(Titles are Trivial:) The Honest Process
Wrappings,
beginning to imagine,
to see
in new ways
the old.
The dance
becomes art
as the blur of feet
turn into magic,
musical notes.
And the words
on the page
are suddenly
interrupted
by a scandalous
image.
We seek
the unexpected,
and, regardless,
it will find us.
The “honest” process is one that I have thought long and hard about. Before Tuesday, I did not know it had its own name, title. My most lucid encounters with the honest process have been in our Drawing and Representation class this semester. A continuous theme for us has been “modeling the real”—therefore taking actual objects or movements and rendering them digitally. Due to my want of constant perfection, my mindset going in was to make a duplicate, a digital copy of my real-life things. But this wasn’t what we were supposed to aim for. The class isn’t called “Copying and Representation,” it’s called “Drawing and Representation” because through our drawings we are supposed to re-imagine the object, find new meaning by re-creating it in our own unique style. The Lite-Brite I modelled was no longer a Lite-Brite, but a digital object with more personality (especially in the exploded axon) than the real-life object could ever hope to have. And the photos, the ones where the light bleeds across the page, making the pegs come alive, are another representation of the re-imagined object.

» **WHAT TO WORK ON**
**A)** Condense the paragraph of the reflection on the honest process that begins "The “honest” process is one that I have thought long and hard about," keeping its main facts.
**B)** Copy out the reflection on the honest process from the words "(Titles are Trivial:)" up to and including the words "musical notes.".

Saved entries
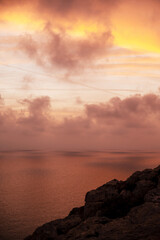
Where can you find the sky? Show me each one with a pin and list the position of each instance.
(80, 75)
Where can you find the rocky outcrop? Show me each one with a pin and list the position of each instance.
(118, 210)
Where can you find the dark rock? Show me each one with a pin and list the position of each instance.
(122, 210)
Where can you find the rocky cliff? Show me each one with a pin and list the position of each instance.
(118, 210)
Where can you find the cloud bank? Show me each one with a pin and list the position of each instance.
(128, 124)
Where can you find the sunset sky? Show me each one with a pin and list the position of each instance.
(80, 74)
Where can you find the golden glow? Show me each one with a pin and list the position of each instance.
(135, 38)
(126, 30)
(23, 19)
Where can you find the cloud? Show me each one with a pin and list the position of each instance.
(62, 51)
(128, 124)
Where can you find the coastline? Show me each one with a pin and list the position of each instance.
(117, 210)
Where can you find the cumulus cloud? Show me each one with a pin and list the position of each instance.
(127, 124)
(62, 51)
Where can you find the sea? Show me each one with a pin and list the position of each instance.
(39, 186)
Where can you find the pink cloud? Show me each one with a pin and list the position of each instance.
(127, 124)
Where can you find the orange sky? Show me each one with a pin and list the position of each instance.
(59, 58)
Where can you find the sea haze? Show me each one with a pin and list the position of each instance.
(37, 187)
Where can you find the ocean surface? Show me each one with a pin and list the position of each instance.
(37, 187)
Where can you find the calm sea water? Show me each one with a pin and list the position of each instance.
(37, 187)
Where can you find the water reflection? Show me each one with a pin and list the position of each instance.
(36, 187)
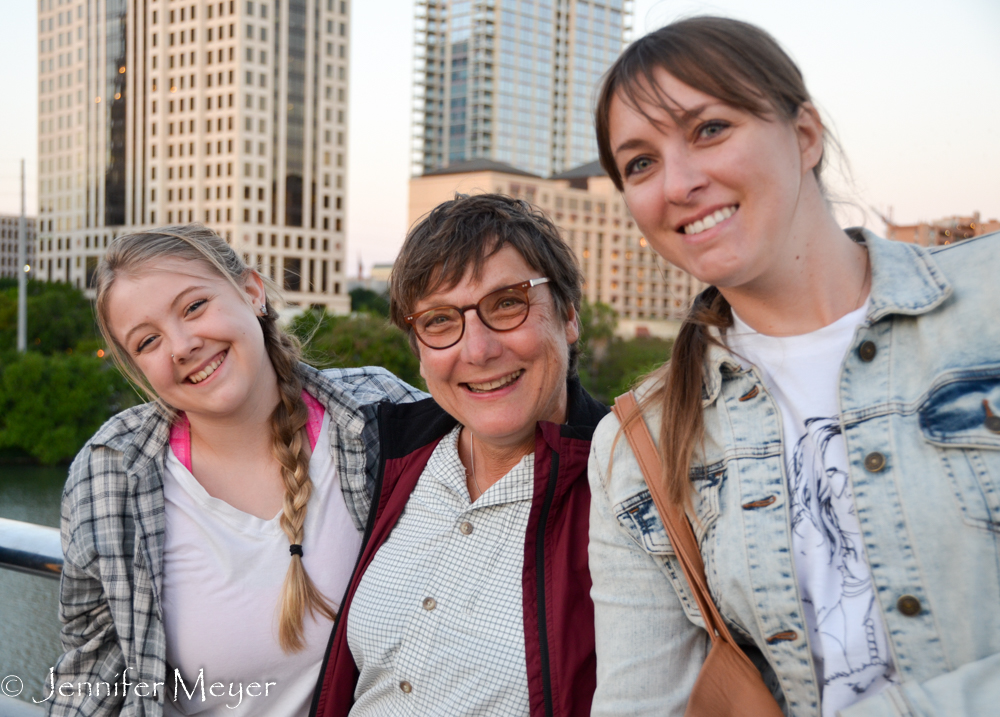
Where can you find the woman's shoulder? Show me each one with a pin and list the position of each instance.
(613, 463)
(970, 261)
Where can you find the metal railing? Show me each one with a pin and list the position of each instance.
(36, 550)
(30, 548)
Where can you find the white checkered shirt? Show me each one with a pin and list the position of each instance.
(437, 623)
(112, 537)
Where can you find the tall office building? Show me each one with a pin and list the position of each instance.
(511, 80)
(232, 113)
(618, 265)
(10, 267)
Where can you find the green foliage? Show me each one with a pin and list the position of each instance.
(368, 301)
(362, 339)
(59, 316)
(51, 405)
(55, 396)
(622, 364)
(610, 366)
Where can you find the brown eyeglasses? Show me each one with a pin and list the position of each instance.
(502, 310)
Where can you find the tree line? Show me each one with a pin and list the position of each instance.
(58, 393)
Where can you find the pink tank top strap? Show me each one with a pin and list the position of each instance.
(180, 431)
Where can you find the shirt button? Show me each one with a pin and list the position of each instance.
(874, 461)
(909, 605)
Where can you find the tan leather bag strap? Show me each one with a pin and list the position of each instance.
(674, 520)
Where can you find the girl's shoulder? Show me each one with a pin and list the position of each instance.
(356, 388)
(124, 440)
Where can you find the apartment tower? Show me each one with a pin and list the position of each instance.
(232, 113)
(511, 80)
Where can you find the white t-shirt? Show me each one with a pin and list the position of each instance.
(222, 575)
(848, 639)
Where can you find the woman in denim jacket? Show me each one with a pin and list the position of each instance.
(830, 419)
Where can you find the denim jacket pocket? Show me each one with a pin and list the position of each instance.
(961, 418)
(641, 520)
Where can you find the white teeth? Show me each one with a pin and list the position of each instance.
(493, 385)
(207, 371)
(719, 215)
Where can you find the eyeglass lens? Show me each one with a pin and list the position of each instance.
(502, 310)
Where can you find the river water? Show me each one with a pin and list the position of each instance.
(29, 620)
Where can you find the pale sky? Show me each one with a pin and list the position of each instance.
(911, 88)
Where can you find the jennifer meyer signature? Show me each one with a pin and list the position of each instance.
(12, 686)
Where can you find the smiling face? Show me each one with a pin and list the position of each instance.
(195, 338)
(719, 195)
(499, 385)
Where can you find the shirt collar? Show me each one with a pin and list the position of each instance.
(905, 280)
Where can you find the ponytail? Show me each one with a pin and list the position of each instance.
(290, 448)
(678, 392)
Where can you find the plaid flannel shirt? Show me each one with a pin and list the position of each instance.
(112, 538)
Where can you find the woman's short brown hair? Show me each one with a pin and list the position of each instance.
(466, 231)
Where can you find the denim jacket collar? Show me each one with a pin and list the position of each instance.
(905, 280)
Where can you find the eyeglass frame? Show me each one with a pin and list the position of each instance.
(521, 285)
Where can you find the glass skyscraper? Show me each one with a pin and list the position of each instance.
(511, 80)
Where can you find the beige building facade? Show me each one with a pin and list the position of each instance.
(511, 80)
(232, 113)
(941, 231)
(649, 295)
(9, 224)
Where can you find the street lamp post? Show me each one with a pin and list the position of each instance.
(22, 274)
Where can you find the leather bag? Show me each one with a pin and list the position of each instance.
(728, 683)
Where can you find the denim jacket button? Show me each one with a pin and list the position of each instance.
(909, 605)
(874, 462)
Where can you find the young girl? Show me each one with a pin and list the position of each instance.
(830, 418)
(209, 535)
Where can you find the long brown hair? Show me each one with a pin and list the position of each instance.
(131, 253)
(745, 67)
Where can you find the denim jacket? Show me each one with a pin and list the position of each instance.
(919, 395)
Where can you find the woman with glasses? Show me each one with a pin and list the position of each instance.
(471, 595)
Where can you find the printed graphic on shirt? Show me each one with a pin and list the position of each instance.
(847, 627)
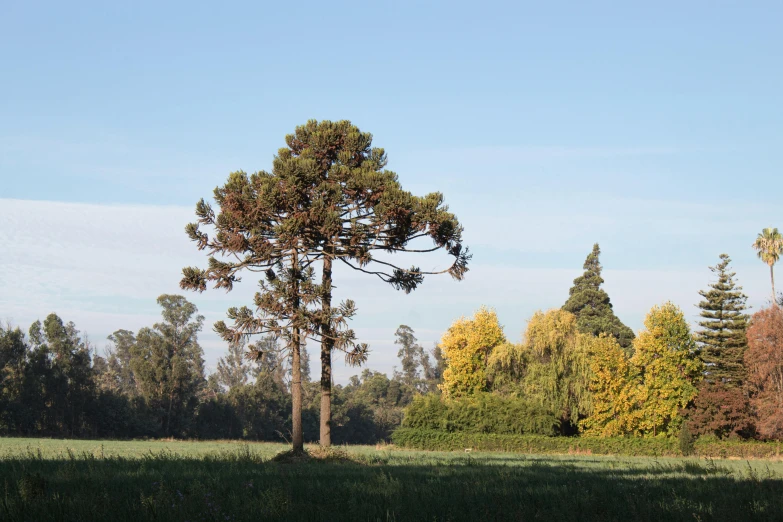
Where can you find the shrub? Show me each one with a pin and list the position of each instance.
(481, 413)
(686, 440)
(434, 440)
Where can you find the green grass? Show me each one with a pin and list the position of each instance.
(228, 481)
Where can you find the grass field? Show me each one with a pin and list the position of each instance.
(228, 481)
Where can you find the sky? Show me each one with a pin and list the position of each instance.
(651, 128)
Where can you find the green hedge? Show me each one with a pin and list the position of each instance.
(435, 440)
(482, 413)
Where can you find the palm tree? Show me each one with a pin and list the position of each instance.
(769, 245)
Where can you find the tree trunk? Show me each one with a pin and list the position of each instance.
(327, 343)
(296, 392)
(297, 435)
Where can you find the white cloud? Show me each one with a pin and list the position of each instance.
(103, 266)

» **OUTPUTS IN ORDER**
**A)** The writer has thought a great deal about the "honest" process but learned only on Tuesday that it had a name. The clearest encounters with it came this semester in a Drawing and Representation class, where a recurring theme was "modeling the real," meaning rendering actual objects or movements digitally. Out of a wish for constant perfection, the writer first set out to make an exact digital duplicate. The class instead asks students to re-imagine an object and find new meaning in it through their own unique style. The modeled Lite-Brite therefore became a digital object with more personality than the real one, especially in the exploded axon. Photos in which light bleeds across the page and makes the pegs come alive are another representation of the re-imagined object.

**B)**
(Titles are Trivial:) The Honest Process
Wrappings,
beginning to imagine,
to see
in new ways
the old.
The dance
becomes art
as the blur of feet
turn into magic,
musical notes.